ASSIGNMENT – After locating the line that contains "Would you mind pointing out the black lounger", output that line and each one following it, exactly, to the end of the entries. No pictures.

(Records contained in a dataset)
********

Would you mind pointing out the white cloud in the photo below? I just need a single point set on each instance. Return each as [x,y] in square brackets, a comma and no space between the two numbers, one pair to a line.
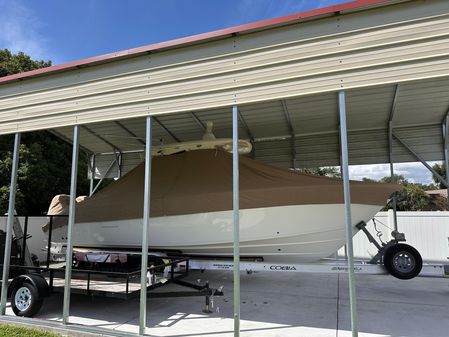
[19,30]
[413,172]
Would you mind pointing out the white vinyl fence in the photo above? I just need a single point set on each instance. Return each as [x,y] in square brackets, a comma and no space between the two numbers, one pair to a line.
[428,232]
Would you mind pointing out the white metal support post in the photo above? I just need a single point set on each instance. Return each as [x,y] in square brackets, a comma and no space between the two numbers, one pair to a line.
[92,174]
[236,216]
[390,153]
[9,223]
[71,221]
[446,151]
[145,231]
[348,217]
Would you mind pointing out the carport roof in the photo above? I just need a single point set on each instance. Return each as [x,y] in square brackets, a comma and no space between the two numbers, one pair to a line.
[204,37]
[312,138]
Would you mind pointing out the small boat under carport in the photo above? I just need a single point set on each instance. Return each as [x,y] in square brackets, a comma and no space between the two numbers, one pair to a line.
[285,215]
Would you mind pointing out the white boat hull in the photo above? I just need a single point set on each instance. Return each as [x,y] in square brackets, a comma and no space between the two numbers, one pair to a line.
[303,233]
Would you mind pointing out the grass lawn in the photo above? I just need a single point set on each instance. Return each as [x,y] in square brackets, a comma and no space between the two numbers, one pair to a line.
[8,330]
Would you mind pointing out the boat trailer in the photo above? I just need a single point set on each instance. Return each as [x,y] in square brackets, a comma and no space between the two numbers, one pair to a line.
[95,274]
[394,257]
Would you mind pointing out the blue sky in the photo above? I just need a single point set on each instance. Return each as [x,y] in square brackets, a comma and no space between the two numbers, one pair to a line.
[62,31]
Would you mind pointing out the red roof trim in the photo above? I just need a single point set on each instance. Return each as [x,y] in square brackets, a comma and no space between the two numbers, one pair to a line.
[198,38]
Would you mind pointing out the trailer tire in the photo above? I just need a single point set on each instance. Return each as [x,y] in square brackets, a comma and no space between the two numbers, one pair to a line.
[25,300]
[402,261]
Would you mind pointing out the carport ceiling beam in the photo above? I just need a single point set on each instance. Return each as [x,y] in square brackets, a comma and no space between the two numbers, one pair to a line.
[166,129]
[69,141]
[198,121]
[417,156]
[249,133]
[115,148]
[291,130]
[130,132]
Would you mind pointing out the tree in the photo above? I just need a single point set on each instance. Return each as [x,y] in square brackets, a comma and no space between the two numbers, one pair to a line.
[44,159]
[17,63]
[441,170]
[413,197]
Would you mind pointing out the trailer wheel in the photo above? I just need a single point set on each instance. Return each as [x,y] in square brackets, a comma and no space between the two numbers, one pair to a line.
[25,300]
[402,261]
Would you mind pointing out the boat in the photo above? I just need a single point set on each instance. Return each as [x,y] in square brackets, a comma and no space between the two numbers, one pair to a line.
[285,216]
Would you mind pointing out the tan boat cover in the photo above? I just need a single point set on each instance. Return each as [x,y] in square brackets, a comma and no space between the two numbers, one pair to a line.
[201,181]
[60,206]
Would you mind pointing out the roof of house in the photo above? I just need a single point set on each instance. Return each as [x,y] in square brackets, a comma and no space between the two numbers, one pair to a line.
[201,38]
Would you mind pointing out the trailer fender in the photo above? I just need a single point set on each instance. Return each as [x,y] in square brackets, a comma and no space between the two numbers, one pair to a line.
[35,279]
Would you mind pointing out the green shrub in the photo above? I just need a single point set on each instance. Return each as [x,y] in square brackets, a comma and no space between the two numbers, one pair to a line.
[8,330]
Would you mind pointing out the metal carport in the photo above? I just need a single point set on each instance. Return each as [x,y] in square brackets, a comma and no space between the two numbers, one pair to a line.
[381,64]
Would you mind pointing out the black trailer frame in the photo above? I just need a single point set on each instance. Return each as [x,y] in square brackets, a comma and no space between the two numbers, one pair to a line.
[44,278]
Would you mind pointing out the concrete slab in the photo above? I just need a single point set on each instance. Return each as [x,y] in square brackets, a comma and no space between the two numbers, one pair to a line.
[277,304]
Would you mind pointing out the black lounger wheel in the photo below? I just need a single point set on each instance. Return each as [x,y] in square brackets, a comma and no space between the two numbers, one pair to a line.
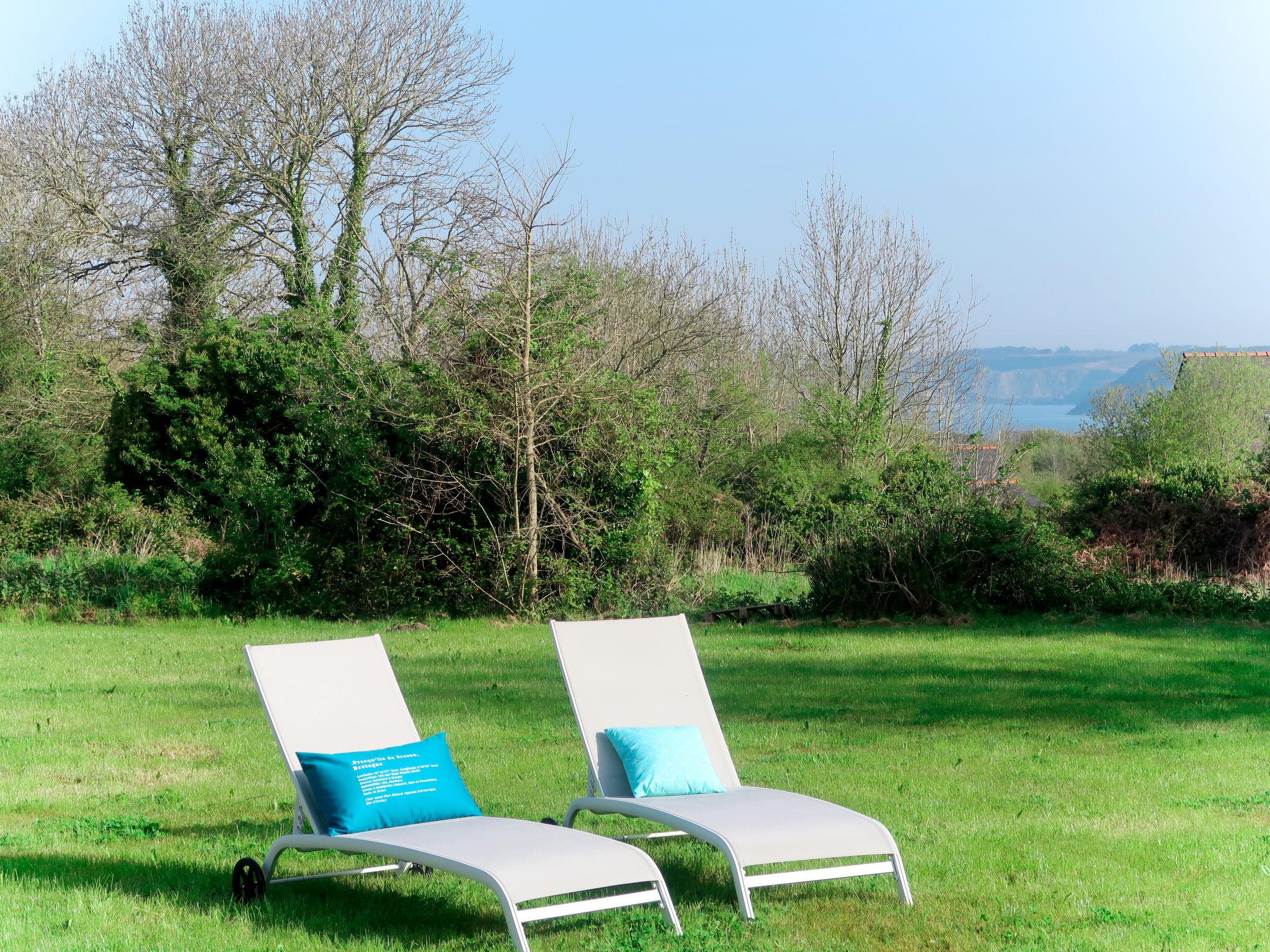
[249,881]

********

ANSWER TO THE EXERCISE –
Would you mind pointing out the black lounger wheel in the photo below? I just need a single point set on each instance. Return each as [x,y] in square brackets, a comma and no space between the two numbers, one pair to a line.
[249,881]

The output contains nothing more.